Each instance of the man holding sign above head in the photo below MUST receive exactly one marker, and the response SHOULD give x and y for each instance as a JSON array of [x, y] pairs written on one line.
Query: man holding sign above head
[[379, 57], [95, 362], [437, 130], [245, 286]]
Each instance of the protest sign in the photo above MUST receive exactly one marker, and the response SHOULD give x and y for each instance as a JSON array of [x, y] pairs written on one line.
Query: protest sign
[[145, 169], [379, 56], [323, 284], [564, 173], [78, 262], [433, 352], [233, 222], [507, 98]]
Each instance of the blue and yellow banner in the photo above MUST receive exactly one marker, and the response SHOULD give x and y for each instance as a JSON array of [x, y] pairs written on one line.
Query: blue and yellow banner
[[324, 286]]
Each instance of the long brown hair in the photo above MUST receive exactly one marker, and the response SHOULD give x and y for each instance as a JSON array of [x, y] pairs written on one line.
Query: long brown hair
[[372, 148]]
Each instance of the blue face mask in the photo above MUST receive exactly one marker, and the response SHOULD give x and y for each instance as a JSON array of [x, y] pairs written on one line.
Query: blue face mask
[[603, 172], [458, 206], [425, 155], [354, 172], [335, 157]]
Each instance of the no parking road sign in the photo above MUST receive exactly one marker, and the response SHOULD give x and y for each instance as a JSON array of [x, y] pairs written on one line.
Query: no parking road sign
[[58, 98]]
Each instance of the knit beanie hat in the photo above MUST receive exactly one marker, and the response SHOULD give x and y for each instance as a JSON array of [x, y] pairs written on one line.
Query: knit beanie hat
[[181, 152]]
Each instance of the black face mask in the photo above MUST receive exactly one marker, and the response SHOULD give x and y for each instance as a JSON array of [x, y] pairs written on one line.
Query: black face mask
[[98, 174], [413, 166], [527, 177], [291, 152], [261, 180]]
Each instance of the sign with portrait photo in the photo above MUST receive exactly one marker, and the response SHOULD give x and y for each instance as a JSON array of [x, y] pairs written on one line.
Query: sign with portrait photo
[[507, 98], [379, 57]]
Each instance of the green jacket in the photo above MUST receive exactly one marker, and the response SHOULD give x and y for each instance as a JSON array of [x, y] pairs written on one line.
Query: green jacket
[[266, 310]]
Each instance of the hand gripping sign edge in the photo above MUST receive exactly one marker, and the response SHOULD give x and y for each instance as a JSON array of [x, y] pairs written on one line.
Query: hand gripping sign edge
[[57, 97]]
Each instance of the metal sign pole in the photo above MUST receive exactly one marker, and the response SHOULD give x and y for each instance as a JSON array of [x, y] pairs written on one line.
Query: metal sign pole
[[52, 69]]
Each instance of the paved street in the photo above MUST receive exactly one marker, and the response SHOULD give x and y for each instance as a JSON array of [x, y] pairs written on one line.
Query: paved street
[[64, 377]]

...

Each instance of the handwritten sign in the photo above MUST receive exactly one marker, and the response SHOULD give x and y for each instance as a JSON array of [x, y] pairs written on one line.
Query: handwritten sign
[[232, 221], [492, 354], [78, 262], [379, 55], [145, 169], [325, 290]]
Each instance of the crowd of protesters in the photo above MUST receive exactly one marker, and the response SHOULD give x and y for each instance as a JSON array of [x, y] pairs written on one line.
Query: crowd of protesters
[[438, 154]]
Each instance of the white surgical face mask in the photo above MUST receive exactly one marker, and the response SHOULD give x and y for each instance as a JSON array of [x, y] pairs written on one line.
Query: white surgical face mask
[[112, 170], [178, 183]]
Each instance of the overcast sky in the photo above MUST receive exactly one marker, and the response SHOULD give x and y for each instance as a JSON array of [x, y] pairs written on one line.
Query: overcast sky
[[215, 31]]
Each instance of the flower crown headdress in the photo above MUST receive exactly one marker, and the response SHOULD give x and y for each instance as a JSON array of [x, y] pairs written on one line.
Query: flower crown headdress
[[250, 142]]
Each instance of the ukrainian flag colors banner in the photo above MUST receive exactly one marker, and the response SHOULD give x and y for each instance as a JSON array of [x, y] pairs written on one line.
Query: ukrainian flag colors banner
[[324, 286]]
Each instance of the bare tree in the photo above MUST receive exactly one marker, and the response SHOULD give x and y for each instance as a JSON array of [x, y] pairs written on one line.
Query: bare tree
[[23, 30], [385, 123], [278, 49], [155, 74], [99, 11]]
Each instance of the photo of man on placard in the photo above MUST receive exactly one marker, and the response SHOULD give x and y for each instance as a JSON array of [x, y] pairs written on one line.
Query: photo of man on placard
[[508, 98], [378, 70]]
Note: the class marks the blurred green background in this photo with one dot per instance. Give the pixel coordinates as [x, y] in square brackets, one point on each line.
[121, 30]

* * *

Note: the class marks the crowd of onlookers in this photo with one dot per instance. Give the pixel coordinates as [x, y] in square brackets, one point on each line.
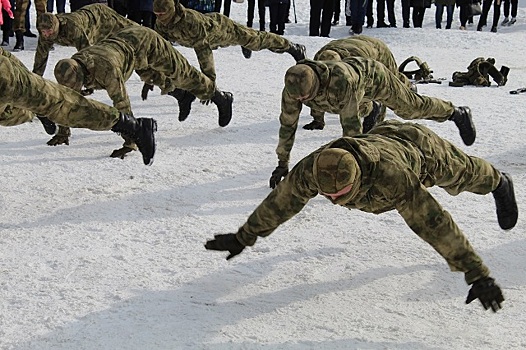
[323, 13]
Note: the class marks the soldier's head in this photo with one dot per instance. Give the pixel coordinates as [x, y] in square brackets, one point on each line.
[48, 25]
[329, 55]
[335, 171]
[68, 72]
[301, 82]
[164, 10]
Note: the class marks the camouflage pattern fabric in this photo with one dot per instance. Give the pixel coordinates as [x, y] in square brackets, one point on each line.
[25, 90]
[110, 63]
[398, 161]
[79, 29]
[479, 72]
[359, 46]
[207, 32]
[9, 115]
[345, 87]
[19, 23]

**What the exercise asks**
The lines above, starting at the one with "Each instance of the white" and ending at the one with "Each instance of the overcast", are the only ones to return, exactly as written.

**Solution for this task**
Each instance of the white surgical face mask in the photo above MUST receive exactly one marker, and the response SHOULD give x and y for each instance as a JSON array of [x, y] pairs written on one line.
Query: white surgical face mask
[[112, 170], [178, 183]]
Each instance of the overcast sky in the photo above MUST receive exactly one marker, and the response SHOULD give x and y for each instance as a JSON array of [x, y] pairs written on one line.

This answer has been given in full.